### Material provided
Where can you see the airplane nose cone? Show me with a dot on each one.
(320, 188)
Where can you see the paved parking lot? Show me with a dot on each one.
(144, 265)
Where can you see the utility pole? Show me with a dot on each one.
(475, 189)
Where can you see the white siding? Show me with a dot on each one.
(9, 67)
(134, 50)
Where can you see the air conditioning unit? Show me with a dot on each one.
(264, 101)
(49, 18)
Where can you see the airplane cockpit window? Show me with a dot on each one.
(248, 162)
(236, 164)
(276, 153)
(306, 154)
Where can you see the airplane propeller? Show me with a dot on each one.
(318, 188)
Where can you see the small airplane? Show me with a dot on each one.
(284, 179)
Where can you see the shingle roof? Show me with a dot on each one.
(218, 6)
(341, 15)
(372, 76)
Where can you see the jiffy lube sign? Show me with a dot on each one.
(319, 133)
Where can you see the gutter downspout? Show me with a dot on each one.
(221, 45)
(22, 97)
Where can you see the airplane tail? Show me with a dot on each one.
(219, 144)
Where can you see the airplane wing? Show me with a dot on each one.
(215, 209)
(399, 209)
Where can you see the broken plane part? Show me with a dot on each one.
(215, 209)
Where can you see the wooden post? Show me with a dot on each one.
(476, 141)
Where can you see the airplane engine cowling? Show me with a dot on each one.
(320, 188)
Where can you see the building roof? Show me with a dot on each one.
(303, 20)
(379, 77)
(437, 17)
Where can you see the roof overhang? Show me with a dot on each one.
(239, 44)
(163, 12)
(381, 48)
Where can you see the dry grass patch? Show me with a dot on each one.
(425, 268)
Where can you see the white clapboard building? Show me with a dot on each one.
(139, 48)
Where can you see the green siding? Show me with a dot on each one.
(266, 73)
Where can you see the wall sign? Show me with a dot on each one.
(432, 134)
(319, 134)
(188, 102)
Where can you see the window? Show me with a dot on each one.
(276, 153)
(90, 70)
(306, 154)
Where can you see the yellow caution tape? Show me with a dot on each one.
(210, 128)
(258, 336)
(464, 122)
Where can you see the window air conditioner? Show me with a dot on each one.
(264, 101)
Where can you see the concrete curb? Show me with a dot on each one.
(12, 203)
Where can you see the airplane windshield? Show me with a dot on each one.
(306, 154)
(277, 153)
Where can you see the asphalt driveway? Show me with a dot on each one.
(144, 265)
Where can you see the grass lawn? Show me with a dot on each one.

### Prompt
Transcribe the full set of records precisely.

### Answer to this task
Where can you see the airplane nose cone? Show me with a dot on each one.
(320, 188)
Where can you see the paved parking lot? Show me with a dot on each one.
(144, 265)
Where can you see the utility pole? Show me with a dot on each one.
(475, 189)
Where can you see the white siding? Show me with a dot on each one.
(9, 67)
(134, 50)
Where can you see the air conditioning unit? Show me with a dot on each one.
(264, 101)
(49, 18)
Where can you see the airplane cockpit window? Show me with a dot on each one.
(248, 162)
(236, 164)
(276, 153)
(306, 154)
Where can you see the airplane propeller? Show me with a dot on each one.
(318, 188)
Where can you see the small airplane? Show me with a dot on each one.
(284, 179)
Where can you see the shingle roof? Show me with a dot on each one.
(218, 6)
(341, 15)
(372, 76)
Where can you see the jiffy lube sign? Show me with a dot on each one.
(319, 133)
Where can you see the gutter downspout? Show me with a dot on each one.
(221, 45)
(22, 97)
Where can you see the airplane tail? Show me with a dot on each one.
(219, 144)
Where can you see the airplane wing? Show me with a dot on each one.
(215, 209)
(399, 209)
Where can you see the broken plane part? Show me with a dot on each one.
(215, 209)
Where can you see the wooden post? Show me with a dot on each one.
(476, 141)
Where can you see the airplane engine cowling? Show me with a dot on each one.
(320, 188)
Where can you see the building roof? Show me with a dot on each one.
(303, 20)
(379, 77)
(437, 17)
Where can you see the roof overhang? Show me with a dot on each one.
(239, 44)
(163, 12)
(381, 48)
Where can you see the dry grass patch? Show me with a dot on each one.
(425, 268)
Where can you see the white clapboard building? Show me with a dot on each one.
(139, 48)
Where can you see the green siding? Show me with a dot on each one.
(266, 73)
Where can you see the wall sign? Show me with a dot on each one.
(432, 134)
(319, 134)
(188, 102)
Where can you see the window? Show me with a dot on each one.
(276, 153)
(90, 70)
(306, 154)
Where can you see the yellow caution tape? Show me with a dot on each one.
(210, 128)
(258, 336)
(464, 122)
Where can you see the window air conditioner? Show me with a dot on each one.
(264, 101)
Where can you see the concrete curb? Show me with a dot on each one.
(12, 203)
Where can you see the airplane windshield? Show me with a dot on each one.
(306, 154)
(277, 153)
Where can you see the asphalt driveway? Show me with a dot on each one.
(144, 265)
Where can you see the grass lawn? Show me with a dot on each one.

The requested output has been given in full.